GIVEN PROBLEM:
Everything from the line containing "find the white cloth in the photo above" to the final line of the records below should be given again exactly, and nothing else.

RECORDS PROVIDED:
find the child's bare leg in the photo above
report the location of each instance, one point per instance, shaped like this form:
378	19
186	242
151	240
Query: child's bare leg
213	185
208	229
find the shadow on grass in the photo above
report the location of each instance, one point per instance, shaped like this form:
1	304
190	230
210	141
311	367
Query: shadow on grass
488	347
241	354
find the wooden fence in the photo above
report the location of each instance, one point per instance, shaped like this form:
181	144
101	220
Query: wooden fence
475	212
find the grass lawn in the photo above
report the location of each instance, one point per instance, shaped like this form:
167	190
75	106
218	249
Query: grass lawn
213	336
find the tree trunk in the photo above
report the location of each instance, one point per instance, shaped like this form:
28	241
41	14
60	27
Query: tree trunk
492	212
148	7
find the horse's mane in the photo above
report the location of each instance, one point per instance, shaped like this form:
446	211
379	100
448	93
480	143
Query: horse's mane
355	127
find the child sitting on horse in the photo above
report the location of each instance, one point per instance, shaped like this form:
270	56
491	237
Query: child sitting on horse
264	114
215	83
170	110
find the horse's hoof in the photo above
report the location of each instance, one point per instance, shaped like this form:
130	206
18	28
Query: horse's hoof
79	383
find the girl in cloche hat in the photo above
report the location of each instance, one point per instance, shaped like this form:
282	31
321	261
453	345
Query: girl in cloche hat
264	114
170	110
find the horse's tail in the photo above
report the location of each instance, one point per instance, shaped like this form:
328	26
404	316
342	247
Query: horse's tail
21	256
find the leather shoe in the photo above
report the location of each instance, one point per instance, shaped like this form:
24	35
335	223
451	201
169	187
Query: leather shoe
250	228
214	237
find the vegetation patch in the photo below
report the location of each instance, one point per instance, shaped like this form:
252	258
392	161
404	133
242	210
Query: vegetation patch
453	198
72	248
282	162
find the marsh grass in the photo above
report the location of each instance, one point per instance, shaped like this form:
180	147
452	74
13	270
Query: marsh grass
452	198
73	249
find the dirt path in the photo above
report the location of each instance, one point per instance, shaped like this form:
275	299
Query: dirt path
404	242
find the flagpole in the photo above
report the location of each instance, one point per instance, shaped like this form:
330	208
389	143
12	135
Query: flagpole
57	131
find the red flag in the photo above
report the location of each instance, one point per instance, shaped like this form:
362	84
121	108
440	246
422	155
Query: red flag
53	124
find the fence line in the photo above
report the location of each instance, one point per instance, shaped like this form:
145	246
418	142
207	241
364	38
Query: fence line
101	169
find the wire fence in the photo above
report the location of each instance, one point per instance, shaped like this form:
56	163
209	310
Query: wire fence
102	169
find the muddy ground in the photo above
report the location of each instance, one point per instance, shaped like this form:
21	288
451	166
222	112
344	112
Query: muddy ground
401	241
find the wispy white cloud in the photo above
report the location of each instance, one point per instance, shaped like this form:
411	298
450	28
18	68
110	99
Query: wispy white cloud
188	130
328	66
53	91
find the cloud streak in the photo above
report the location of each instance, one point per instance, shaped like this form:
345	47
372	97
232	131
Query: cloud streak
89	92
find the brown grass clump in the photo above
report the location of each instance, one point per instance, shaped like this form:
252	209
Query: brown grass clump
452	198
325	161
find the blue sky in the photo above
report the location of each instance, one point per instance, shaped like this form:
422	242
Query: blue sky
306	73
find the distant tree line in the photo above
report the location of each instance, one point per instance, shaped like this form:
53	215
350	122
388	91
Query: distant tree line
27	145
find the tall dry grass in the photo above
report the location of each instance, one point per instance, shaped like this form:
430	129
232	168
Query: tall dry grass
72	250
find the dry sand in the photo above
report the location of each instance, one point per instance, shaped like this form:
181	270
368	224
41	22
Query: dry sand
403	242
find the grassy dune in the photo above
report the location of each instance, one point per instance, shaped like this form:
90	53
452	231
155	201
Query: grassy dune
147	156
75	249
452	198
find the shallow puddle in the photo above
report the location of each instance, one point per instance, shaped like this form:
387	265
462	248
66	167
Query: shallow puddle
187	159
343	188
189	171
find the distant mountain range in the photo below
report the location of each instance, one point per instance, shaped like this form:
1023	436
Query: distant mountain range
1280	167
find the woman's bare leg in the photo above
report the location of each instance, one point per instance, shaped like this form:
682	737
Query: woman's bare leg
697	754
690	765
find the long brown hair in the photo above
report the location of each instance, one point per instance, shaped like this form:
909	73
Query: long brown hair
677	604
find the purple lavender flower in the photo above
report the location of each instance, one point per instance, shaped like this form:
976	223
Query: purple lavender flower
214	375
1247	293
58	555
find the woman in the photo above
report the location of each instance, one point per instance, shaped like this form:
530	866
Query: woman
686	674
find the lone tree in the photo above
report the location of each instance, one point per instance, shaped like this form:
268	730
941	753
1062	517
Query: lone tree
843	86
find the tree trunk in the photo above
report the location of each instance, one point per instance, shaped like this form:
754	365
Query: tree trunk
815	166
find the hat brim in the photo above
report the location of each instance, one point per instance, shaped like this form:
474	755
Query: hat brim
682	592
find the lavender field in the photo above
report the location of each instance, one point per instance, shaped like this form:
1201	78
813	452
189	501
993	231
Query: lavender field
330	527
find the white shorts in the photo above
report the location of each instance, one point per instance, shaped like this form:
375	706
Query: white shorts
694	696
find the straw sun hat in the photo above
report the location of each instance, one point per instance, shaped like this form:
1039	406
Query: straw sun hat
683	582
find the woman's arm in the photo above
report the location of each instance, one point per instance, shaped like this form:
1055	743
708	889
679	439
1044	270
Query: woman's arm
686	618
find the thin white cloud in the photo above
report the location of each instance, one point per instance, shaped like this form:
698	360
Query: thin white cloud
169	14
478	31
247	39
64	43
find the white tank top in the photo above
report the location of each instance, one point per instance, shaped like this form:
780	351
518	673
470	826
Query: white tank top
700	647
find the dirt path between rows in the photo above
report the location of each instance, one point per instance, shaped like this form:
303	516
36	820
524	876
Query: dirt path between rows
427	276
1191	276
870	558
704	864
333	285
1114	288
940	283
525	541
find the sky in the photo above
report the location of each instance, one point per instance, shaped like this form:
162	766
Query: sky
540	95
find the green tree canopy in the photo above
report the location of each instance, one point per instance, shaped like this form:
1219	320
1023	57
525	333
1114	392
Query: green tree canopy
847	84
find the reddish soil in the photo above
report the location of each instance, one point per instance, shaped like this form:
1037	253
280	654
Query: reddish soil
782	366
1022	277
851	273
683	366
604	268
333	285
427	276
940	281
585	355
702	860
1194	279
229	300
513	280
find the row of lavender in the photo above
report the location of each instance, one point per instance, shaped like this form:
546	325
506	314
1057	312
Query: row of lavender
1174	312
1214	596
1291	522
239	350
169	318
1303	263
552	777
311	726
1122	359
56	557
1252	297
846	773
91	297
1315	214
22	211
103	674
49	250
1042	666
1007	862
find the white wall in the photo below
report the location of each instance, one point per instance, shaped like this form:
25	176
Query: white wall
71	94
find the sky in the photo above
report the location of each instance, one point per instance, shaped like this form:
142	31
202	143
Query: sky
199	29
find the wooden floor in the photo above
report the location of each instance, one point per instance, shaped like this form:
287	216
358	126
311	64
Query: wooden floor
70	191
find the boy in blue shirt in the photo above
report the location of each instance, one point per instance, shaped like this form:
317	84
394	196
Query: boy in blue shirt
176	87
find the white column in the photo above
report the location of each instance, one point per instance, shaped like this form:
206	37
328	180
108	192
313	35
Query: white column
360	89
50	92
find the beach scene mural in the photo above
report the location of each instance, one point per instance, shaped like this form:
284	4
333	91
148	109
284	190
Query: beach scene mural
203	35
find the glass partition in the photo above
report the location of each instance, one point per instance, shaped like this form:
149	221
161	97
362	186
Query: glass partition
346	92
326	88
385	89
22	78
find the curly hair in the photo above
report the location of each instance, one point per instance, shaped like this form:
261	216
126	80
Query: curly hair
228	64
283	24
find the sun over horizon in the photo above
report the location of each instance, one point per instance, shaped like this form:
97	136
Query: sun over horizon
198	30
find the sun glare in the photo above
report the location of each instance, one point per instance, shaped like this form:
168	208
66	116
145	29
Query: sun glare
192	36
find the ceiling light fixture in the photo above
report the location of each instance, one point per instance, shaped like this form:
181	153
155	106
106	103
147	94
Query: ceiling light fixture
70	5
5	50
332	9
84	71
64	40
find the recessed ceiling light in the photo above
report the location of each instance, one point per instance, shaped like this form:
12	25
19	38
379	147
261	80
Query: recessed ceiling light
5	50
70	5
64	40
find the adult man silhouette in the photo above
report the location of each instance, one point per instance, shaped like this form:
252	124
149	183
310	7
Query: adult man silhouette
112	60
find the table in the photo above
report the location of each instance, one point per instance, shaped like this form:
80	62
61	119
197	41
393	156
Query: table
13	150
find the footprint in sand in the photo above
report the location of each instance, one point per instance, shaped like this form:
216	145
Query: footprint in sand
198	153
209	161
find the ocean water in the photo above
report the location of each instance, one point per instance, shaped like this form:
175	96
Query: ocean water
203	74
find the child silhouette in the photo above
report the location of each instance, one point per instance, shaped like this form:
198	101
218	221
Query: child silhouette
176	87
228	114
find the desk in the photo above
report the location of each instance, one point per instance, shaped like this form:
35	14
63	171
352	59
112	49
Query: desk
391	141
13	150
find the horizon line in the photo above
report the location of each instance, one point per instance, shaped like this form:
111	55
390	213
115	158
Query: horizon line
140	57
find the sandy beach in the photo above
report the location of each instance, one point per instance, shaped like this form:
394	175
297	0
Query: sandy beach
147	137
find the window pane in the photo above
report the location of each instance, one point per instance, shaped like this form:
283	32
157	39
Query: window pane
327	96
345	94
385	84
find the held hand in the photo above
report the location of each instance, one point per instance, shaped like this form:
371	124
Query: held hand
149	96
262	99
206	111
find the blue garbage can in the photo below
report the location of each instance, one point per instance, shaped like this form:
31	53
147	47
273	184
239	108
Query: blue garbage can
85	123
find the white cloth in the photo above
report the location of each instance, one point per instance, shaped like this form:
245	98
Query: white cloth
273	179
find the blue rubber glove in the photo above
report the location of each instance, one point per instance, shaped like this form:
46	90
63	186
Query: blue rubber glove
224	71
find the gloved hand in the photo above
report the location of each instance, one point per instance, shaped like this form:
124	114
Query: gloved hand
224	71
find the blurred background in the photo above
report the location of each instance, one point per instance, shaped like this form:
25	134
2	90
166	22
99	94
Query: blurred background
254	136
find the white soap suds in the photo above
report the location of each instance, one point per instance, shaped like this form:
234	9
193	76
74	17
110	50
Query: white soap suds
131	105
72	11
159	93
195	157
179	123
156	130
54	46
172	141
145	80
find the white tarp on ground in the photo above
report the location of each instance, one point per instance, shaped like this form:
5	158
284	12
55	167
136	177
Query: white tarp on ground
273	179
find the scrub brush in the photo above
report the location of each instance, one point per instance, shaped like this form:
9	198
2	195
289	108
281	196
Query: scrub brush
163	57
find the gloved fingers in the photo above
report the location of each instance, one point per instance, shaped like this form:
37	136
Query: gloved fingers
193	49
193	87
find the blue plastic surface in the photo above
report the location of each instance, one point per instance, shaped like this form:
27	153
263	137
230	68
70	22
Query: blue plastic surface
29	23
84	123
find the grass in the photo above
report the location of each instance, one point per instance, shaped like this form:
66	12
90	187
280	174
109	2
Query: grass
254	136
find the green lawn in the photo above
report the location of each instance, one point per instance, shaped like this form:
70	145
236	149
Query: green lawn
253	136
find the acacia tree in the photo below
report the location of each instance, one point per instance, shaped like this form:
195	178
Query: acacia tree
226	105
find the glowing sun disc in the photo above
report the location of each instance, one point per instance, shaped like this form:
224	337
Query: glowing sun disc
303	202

WRITTEN RESPONSE:
find the white cloth in the photo above
report the location of each instance, one point per instance, shaped like this form:
245	98
Query: white cloth
273	179
find the blue rubber glove in the photo above
report the location of each instance, one point per instance, shaped like this form:
46	90
63	186
Query: blue rubber glove
224	71
find the gloved hand in the photo above
report the location of each instance, one point per instance, shaped like this form:
124	114
Query: gloved hand
224	71
find the blurred background in the photo above
report the location of each instance, one point per instance, shaped like this form:
25	134
2	90
166	22
99	94
Query: blurred background
254	136
find the white soap suds in the photo above
report the location of each instance, one point per instance, shaped like this form:
234	9
193	76
74	17
110	50
Query: white soap suds
131	105
72	11
159	93
195	157
179	123
156	130
54	46
172	141
145	80
find the white tarp on ground in the photo above
report the location of each instance, one point per instance, shaped like this form:
5	158
284	12
55	167
136	177
Query: white tarp on ground
273	179
find the scrub brush in the photo above
report the location of each instance, one point per instance, shaped like this form:
9	198
2	195
289	108
281	196
Query: scrub brush
163	57
find the gloved fingers in the photo above
report the location of each instance, one point per instance, shaped like this form:
37	136
Query: gloved fingers
193	49
193	87
find the blue plastic surface in the photo above
report the location of each instance, one point per instance, shaped like this form:
27	153
263	137
230	68
70	22
Query: blue plastic surface
29	23
84	123
find the grass in the photo above
report the location of each instance, one point per instance, shaped like this form:
66	12
90	187
280	174
109	2
Query: grass
254	136
find the green lawn in the photo above
report the location of each instance, one point per instance, shaped like this form:
70	145
236	149
Query: green lawn
253	136
find the acacia tree in the photo below
report the location of each instance, one point per instance, shaped like this form:
195	178
Query: acacia tree
226	105
find the glowing sun disc in the photo above
report the location of each instance, one point per instance, shaped like this form:
224	337
Query: glowing sun disc
303	202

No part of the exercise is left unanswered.